### Seçilen metin
● ● ● ●
RAYDER, Demiryolu sektörü için araç/ürün/mühendislik/hizmet üreten sanayiciler ve akademisyenlerimizin derneğidir. Raylı Ulaşım Sistemleri Sanayicileri ve İş Adamları Derneği’nin (RAYDER)kuruluşu 2005 yılına dayanıyor. İlk zamanlar akademisyenlerin öncülüğünde ilerliyordu. 2011 yılında bir yönetim değişikliği oldu ve adına iş adamları ve sanayicileri eklendi. Tabii akademisyenlerin desteğini yine alıyoruz. Üyelerimizin çoğunluğu raylı sistemler sektöründe üretim yapan firmalar ve bu üniversitelerde demir yolu sektöründe uzman olan akademisyenlerden oluşuyor. Amacımız Türkiye’deki raylı sistemlerin gelişimine her anlamda katkıda bulunmak. RAYDER, Demiryolu sanayicilerimizin organizasyonu, karşılaştığı problemlerin çözümü, ülkemiz şartlarını dikkate alan demiryolu standartlarının oluşturulması/geliştirilmesi, üyelerinin ürün sertifikasyonunun sağlanması, Türkiye’de ve yurtdışında tanıtılmaları doğrultusunda çalışmalar yapmaktadır. Hızla büyüyen raylı sistemler sektöründe yerli tedarikçilerin geliştirilmesi, dış ticaret açığının kapatılıp üretimin Türkiye’de yapılmasının sağlanması esas amaçlarımızı oluşturuyorRAYDER, UNIFE’nin (Uluslararası Demiryolu Sanayicileri Birliği) Türkiye’den tek üyesidir.
● ● ● ●
### Gösterilen veriler
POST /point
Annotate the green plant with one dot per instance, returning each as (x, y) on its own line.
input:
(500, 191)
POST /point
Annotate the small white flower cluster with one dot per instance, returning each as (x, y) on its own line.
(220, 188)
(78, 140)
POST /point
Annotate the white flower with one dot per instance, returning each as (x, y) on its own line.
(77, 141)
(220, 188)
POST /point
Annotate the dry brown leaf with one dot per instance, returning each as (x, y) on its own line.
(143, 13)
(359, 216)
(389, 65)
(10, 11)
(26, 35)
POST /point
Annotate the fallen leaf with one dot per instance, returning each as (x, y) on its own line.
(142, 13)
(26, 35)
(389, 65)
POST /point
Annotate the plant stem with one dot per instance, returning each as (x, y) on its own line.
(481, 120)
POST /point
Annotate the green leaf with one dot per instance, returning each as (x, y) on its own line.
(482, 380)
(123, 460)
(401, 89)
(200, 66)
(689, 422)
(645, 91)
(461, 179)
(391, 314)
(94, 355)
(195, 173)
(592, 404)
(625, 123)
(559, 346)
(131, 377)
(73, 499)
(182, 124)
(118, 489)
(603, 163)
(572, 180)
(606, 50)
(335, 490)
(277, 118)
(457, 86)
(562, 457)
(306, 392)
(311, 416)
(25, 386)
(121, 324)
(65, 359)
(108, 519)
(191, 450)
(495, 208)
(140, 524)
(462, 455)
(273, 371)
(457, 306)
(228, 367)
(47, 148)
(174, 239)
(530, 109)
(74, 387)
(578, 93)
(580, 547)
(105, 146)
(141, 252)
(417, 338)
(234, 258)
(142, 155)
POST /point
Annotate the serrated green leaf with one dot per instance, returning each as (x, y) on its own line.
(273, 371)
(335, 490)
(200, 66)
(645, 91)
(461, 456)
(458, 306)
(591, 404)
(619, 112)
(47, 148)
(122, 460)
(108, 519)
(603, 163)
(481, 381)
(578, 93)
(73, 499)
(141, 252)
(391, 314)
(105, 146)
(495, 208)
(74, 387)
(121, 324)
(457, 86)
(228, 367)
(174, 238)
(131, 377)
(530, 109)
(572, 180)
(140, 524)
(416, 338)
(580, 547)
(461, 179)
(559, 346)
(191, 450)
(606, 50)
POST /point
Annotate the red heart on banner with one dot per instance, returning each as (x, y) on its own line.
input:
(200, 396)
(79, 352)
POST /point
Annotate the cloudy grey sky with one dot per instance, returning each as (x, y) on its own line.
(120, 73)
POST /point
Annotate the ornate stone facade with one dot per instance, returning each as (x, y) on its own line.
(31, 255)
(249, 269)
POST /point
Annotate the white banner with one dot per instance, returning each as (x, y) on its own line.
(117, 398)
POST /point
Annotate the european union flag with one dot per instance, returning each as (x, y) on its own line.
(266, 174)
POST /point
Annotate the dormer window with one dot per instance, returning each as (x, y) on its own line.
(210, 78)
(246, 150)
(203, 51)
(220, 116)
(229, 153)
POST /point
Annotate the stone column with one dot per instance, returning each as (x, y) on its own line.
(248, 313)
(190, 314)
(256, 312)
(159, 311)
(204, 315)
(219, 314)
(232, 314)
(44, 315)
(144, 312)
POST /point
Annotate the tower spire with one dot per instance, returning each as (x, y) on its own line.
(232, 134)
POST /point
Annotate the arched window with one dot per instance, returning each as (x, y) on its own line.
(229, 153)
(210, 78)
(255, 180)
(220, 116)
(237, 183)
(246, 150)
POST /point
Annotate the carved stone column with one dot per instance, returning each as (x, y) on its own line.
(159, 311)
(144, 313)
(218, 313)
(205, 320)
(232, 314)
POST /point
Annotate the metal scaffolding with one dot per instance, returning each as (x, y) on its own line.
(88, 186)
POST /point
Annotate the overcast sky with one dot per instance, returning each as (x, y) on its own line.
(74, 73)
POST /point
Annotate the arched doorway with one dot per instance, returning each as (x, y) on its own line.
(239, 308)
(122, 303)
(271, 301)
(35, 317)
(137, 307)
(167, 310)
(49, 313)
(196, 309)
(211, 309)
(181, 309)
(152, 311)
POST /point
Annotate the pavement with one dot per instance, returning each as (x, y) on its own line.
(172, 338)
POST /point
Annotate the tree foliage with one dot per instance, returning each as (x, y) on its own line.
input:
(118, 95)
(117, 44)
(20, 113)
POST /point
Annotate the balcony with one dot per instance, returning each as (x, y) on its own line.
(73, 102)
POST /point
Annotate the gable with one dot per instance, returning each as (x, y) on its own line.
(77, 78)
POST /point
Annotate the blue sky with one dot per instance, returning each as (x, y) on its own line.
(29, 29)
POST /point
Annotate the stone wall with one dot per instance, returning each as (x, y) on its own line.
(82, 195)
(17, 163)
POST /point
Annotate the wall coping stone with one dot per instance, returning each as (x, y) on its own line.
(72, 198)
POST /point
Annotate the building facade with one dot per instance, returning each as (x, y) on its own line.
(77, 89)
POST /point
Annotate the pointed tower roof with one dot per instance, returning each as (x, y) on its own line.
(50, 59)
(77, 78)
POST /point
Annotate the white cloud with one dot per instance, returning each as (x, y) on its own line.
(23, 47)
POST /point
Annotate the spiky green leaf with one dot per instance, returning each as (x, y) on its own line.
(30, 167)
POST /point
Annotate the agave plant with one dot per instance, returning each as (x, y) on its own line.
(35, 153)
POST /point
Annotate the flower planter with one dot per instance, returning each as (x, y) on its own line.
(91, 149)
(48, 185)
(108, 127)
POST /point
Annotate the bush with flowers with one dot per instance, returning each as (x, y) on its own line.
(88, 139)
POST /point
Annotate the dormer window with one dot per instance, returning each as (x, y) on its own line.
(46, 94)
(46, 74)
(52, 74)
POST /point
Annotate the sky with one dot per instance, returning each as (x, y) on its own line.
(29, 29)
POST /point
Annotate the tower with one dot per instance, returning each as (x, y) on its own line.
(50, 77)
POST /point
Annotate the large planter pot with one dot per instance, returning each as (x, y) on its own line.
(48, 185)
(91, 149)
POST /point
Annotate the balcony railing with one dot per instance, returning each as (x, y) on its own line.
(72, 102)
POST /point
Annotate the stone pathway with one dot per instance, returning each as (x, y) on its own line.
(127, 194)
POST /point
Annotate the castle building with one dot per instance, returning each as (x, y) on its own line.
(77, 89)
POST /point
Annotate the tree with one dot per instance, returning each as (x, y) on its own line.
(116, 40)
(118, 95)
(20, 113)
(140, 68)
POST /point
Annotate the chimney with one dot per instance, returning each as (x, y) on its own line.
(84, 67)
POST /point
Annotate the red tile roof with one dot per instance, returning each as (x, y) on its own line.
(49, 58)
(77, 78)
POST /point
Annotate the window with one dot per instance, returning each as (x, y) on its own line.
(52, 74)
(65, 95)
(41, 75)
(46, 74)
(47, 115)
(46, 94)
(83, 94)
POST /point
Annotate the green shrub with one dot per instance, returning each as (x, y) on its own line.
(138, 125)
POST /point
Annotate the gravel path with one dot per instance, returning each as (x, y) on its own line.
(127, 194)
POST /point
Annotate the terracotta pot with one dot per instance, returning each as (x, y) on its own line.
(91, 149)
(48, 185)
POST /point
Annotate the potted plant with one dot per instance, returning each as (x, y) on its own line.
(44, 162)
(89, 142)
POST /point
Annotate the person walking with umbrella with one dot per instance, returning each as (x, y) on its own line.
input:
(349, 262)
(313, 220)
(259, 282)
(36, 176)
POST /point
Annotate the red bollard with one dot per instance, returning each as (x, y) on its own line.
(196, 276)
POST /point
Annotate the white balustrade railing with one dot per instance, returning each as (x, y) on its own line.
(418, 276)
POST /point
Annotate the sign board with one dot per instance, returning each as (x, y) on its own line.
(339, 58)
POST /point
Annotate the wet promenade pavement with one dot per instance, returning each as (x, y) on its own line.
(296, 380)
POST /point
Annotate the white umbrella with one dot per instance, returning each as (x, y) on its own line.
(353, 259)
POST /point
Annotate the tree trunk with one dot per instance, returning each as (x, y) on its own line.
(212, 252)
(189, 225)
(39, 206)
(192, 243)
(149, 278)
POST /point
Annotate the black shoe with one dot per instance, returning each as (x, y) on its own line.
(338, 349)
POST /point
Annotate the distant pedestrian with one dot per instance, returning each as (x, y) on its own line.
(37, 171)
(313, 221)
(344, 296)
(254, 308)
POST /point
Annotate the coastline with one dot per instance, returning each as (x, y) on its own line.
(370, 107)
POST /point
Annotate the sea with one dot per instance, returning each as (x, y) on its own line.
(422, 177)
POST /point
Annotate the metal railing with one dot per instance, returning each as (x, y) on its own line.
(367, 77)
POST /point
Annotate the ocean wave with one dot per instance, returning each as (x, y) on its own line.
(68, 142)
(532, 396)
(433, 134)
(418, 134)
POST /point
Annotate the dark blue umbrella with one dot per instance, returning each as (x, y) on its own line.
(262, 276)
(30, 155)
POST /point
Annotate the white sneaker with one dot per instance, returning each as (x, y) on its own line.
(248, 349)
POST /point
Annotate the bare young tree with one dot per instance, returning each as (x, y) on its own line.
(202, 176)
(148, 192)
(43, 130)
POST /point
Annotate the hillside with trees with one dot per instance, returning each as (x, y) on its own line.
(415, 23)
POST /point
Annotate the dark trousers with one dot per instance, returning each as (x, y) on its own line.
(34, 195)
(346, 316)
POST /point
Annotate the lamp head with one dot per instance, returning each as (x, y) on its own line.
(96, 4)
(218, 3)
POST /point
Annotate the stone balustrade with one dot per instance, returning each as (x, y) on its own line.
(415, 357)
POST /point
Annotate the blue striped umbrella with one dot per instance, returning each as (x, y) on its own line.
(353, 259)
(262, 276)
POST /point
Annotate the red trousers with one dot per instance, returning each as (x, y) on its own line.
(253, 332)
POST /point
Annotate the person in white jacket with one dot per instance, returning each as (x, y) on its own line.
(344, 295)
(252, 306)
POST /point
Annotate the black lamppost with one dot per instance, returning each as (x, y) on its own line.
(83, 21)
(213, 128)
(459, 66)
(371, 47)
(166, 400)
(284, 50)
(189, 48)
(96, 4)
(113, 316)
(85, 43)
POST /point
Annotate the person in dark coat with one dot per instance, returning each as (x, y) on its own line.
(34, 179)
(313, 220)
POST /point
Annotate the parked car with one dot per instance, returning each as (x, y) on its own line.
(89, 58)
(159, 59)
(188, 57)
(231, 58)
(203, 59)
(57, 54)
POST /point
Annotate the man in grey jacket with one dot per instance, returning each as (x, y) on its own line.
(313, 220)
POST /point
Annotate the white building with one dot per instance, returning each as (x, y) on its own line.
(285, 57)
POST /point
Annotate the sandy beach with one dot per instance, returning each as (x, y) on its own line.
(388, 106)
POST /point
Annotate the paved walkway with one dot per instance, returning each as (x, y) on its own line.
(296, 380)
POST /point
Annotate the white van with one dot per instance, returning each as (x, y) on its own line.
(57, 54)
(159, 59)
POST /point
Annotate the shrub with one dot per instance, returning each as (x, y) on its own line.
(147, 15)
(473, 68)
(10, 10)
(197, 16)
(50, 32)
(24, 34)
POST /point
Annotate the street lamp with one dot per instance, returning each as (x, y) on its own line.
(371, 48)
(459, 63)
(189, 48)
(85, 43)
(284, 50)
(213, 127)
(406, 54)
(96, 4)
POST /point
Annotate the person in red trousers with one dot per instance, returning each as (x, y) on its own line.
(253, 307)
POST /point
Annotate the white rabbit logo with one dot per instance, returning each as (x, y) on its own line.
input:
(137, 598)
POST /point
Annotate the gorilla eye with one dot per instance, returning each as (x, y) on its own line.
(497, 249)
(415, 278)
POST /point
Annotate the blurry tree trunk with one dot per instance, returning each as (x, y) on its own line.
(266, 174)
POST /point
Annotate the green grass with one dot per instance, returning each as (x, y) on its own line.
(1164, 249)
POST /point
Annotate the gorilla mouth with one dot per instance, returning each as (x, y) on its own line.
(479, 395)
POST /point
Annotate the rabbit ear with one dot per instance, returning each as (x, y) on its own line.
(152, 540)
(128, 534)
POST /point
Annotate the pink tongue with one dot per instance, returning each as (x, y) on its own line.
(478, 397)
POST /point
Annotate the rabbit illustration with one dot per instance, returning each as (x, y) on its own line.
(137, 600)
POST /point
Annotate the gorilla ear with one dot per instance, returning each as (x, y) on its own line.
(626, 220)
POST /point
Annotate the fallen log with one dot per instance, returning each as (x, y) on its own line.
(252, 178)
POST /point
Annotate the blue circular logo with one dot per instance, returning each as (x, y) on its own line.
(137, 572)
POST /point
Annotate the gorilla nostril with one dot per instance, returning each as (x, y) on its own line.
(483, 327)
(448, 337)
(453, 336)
● ● ● ●
### Verilen görev
RAYDER metninde "RAYDER, Demiryolu sanayicilerimizin organizasyonu" diye başlayan cümle, derneğin hangi doğrultularda çalışma yaptığını sayıyor. Bu doğrultuların hepsini madde madde yazın.

### Örnek çözüm
- Demiryolu sanayicilerinin organizasyonu
- Sanayicilerin karşılaştığı problemlerin çözümü
- Ülke şartlarını dikkate alan demiryolu standartlarının oluşturulması/geliştirilmesi
- Üyelerin ürün sertifikasyonunun sağlanması
- Üyelerin Türkiye'de ve yurtdışında tanıtılması